-- Opening Marker --

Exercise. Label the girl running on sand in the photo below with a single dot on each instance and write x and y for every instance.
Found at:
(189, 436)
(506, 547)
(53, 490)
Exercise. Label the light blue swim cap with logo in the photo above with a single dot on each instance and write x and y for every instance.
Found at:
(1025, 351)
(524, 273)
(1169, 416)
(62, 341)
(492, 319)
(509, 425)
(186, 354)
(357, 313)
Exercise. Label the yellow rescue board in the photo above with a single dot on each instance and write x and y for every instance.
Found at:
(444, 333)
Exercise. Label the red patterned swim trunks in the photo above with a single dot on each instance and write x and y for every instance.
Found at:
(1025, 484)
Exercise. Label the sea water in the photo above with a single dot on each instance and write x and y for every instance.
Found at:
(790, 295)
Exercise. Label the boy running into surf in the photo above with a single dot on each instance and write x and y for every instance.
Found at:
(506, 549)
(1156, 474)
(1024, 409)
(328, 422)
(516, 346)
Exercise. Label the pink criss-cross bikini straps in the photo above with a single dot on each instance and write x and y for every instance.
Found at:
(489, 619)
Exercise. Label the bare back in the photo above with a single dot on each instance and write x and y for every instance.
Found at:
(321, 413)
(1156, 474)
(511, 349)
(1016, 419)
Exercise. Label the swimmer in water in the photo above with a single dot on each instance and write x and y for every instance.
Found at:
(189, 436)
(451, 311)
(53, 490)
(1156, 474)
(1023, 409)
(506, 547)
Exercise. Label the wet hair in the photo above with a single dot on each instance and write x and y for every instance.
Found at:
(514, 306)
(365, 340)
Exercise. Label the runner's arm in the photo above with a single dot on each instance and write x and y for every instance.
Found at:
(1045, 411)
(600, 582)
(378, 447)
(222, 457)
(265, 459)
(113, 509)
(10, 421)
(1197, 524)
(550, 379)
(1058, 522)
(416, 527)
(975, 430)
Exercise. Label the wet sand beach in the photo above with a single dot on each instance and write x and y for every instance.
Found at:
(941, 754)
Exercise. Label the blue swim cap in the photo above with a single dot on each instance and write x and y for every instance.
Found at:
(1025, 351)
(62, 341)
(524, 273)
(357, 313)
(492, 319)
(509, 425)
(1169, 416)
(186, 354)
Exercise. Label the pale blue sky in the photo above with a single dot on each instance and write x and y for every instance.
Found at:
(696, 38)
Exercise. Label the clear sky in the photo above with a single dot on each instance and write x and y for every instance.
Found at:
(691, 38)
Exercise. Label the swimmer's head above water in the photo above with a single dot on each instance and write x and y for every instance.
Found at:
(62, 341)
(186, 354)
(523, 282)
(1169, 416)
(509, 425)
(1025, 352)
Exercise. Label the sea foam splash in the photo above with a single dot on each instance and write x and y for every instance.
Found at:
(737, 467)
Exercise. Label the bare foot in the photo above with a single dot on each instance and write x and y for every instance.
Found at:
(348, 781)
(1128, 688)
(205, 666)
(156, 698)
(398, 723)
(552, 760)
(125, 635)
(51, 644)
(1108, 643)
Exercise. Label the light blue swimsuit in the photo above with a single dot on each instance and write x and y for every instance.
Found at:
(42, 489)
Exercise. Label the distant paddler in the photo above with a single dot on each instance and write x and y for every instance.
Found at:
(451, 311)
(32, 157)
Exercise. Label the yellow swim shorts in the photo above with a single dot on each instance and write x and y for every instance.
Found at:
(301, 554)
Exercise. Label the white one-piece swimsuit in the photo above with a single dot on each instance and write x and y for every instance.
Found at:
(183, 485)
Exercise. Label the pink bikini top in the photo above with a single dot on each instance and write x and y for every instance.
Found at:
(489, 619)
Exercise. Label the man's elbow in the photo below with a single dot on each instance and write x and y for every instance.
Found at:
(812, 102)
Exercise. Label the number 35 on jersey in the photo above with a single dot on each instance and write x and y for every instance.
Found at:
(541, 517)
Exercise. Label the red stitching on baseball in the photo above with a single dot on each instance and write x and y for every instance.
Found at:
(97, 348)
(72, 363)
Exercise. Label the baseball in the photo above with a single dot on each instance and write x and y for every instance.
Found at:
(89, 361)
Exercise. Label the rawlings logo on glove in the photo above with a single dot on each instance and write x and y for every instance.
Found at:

-- Closing Marker --

■ THE PROBLEM ■
Please reproduce the material above exactly, line by line.

■ YOUR SOLUTION ■
Exercise. Label the girl running on sand in the photo below with a single dot on each instance and write x and y for every instance.
Found at:
(189, 436)
(506, 547)
(53, 490)
Exercise. Label the light blue swim cap with logo in the photo above with a single dot on each instance and write x and y for every instance.
Found at:
(1025, 351)
(524, 273)
(1169, 416)
(62, 341)
(492, 319)
(509, 425)
(186, 354)
(357, 313)
Exercise. Label the yellow rescue board in the photo above with a single dot on each instance and write x and y for every instance.
Found at:
(444, 333)
Exercise. Label the red patterned swim trunks in the photo above with a single dot on each instance and write x and y for every instance.
Found at:
(1025, 484)
Exercise. Label the sea water in the photo above with a single dot on each instance and write x and y for every instance.
Found at:
(790, 295)
Exercise. Label the boy running into surf in the photo above with a single dot on each instance and write x and y for every instance.
Found at:
(506, 549)
(1156, 474)
(1024, 409)
(328, 422)
(516, 346)
Exercise. Label the pink criss-cross bikini straps in the photo above with a single dot on each instance and write x and y for every instance.
Found at:
(489, 619)
Exercise. Label the bare back in the photo above with a single dot on each instance and write x and y for every instance.
Found at:
(321, 413)
(1156, 474)
(511, 349)
(1016, 419)
Exercise. Label the swimmer in water in the photo above with a single dot on each instance and write x and y for every instance.
Found at:
(189, 436)
(451, 311)
(53, 490)
(1156, 474)
(1023, 409)
(506, 547)
Exercise. Label the wet hair in the photo above with a single dot on each instance and write x and y for every instance.
Found at:
(514, 306)
(365, 340)
Exercise. Label the runner's arm in the photo above with a single dot on each instance and write x and y for every instance.
Found at:
(1045, 411)
(600, 582)
(378, 447)
(222, 457)
(265, 459)
(113, 509)
(10, 421)
(1197, 524)
(550, 379)
(1058, 522)
(416, 527)
(975, 430)
Exercise. Label the wet sand beach in the photo above with a single dot on each instance and write x and y for every instance.
Found at:
(941, 754)
Exercise. Label the blue swim cap in the photo above with a single dot on each instance and write x and y for every instance.
Found at:
(1025, 351)
(62, 341)
(524, 273)
(357, 313)
(492, 319)
(509, 425)
(1169, 416)
(186, 354)
Exercise. Label the pale blue sky in the photo above with a single dot on each instance and write x and y for every instance.
Found at:
(696, 38)
Exercise. Label the clear sky in the photo above with a single dot on each instance and write x and y for every instance.
Found at:
(691, 38)
Exercise. Label the swimmer's head above water in the photo above with a single dot on each instance and write x and y for every instance.
Found at:
(62, 341)
(186, 354)
(523, 282)
(1169, 416)
(509, 425)
(1025, 352)
Exercise. Label the sea foam splash in the photo above with a single dot on each instance and write x and y for every instance.
Found at:
(737, 467)
Exercise. Label the bare foot in the photo above with a single dot on each instance and write x and y for every instance.
Found at:
(348, 781)
(1128, 688)
(205, 666)
(156, 698)
(398, 723)
(552, 760)
(125, 635)
(51, 644)
(1108, 643)
Exercise. Label the light blue swimsuit in the photo above with a single dot on each instance and write x and y for every instance.
Found at:
(42, 489)
Exercise. Label the distant paddler in the photo above with a single dot on each instance and write x and y for every instance.
Found at:
(451, 311)
(32, 157)
Exercise. Label the yellow swim shorts in the photo above with a single dot on each instance and write x and y for every instance.
Found at:
(301, 554)
Exercise. Label the white one-piece swimsuit in the photo above with a single dot on each instance and write x and y for every instance.
Found at:
(183, 485)
Exercise. Label the pink bikini top in the photo above with a single dot on each instance and write x and y for every instance.
Found at:
(489, 619)
Exercise. Label the man's elbow in the photo below with a single dot on each instance and write x and y for every instance.
Found at:
(812, 102)
Exercise. Label the number 35 on jersey in the photo above with a single dot on each instance and write x and y for every instance.
Found at:
(541, 517)
Exercise. Label the red stitching on baseball in the photo above with a single dot on each instance and write x and y for every instance.
Found at:
(97, 348)
(72, 363)
Exercise. Label the baseball in the photo above with a single dot on each instance and write x and y for every instance.
Found at:
(89, 361)
Exercise. Label the rawlings logo on glove in the photo above with a single dot on each instance and write x and y for every instance.
Found at:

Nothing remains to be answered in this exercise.